▶ What to work on:
Find every line of the data below that has "palm" in it. Reply with the number only.

▶ Data:
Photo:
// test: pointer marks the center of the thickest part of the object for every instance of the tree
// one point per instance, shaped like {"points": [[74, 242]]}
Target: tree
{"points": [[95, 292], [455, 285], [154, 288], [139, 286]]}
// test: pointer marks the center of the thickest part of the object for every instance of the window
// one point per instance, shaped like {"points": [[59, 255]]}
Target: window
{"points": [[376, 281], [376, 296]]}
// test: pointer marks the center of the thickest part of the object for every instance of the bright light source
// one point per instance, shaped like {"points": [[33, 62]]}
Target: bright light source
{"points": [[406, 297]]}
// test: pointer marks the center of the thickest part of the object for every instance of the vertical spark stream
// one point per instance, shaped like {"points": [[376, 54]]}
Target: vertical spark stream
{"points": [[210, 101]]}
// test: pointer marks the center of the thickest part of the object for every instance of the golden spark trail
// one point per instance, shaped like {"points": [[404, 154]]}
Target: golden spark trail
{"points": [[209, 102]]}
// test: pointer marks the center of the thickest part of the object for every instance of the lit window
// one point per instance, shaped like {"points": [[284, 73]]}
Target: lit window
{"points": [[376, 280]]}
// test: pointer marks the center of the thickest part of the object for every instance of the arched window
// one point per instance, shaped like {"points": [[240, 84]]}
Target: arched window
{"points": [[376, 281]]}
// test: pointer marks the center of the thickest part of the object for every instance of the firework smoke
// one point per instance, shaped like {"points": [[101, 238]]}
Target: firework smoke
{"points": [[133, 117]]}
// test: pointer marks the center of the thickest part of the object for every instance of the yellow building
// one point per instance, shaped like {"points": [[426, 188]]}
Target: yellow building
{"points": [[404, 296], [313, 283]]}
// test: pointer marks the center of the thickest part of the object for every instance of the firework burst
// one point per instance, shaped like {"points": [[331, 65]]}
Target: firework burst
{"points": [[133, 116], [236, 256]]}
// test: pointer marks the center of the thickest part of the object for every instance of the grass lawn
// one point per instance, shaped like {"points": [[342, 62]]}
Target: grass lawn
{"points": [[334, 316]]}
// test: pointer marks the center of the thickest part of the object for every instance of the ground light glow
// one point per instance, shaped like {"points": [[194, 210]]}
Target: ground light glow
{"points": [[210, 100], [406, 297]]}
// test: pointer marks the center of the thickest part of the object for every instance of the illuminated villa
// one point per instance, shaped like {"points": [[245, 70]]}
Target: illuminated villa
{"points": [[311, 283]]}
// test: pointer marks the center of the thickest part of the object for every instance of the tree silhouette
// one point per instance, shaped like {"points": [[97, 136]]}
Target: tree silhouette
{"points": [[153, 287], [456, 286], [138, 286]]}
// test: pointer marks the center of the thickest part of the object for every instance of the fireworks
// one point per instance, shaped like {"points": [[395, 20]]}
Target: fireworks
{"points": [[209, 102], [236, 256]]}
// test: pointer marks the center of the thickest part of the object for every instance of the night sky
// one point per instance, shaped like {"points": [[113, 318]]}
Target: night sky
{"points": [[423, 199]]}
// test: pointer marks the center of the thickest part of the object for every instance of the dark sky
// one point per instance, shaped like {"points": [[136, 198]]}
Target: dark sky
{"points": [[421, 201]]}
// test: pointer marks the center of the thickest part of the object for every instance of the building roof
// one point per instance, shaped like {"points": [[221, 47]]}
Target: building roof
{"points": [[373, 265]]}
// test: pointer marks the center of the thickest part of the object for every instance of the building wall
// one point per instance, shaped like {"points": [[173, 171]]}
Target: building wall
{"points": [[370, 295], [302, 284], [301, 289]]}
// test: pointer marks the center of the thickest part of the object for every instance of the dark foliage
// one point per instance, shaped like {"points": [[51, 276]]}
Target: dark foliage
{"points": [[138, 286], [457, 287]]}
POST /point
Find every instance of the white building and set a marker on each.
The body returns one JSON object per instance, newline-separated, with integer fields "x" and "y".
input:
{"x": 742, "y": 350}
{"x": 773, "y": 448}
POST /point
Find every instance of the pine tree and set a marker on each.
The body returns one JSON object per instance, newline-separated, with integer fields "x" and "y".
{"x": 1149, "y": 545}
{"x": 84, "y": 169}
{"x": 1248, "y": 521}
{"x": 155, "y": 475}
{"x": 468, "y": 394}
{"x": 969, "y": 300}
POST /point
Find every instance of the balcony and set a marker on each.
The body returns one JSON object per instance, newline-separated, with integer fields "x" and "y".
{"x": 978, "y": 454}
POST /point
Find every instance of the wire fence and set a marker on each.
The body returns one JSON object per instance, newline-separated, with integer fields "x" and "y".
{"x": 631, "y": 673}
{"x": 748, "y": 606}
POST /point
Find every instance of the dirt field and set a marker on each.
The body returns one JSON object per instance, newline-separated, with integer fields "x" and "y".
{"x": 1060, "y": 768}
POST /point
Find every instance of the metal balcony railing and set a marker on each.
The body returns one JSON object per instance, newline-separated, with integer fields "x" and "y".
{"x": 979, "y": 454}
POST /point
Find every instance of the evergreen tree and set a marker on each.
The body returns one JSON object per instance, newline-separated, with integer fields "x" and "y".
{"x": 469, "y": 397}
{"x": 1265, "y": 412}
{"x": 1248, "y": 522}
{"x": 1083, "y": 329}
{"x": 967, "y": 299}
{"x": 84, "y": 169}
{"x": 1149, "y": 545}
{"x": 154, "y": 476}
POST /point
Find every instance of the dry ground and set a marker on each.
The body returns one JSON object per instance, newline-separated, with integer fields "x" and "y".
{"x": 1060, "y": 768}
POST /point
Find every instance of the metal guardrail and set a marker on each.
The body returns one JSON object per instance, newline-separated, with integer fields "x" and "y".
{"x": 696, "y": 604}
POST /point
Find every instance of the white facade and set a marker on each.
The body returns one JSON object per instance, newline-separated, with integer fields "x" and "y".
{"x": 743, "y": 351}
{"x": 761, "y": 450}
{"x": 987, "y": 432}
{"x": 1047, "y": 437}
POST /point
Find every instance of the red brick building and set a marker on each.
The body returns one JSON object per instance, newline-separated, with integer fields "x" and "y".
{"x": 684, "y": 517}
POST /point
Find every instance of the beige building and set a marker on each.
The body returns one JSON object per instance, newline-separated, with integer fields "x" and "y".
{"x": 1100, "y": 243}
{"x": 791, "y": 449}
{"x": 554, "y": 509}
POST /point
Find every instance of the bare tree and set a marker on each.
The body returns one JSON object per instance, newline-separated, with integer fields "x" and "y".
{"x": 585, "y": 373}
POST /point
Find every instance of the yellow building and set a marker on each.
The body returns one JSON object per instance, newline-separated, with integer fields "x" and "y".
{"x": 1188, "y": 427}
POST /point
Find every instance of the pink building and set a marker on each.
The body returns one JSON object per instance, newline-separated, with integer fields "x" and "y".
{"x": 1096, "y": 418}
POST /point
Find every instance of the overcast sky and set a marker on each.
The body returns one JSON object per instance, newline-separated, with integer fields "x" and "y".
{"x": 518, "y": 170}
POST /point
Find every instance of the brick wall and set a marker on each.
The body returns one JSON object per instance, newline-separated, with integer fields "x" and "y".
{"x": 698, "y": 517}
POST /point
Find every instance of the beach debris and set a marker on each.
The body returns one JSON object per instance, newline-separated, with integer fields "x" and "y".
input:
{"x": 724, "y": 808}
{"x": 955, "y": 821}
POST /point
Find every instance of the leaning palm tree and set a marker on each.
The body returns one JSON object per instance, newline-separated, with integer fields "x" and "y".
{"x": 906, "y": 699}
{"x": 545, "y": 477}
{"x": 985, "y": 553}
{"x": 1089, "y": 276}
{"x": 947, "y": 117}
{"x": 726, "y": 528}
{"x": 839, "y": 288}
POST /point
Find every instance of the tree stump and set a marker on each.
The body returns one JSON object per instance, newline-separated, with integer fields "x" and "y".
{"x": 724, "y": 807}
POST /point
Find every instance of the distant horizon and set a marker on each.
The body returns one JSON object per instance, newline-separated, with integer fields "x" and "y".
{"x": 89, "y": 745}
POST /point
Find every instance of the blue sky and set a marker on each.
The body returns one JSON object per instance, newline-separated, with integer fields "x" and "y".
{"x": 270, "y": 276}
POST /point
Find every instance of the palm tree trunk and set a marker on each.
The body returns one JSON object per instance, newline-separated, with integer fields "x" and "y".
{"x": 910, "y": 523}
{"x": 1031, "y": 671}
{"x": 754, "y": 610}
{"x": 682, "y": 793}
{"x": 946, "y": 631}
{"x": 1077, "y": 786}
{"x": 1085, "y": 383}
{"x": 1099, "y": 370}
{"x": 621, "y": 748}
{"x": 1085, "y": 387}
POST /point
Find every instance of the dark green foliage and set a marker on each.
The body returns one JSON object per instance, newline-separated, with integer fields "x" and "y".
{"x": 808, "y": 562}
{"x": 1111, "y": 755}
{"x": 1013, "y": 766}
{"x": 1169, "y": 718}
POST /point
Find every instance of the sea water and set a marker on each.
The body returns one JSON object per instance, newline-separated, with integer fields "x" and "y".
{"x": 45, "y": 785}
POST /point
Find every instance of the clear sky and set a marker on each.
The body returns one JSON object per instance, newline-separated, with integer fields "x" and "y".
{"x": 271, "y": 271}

▶ Task answer:
2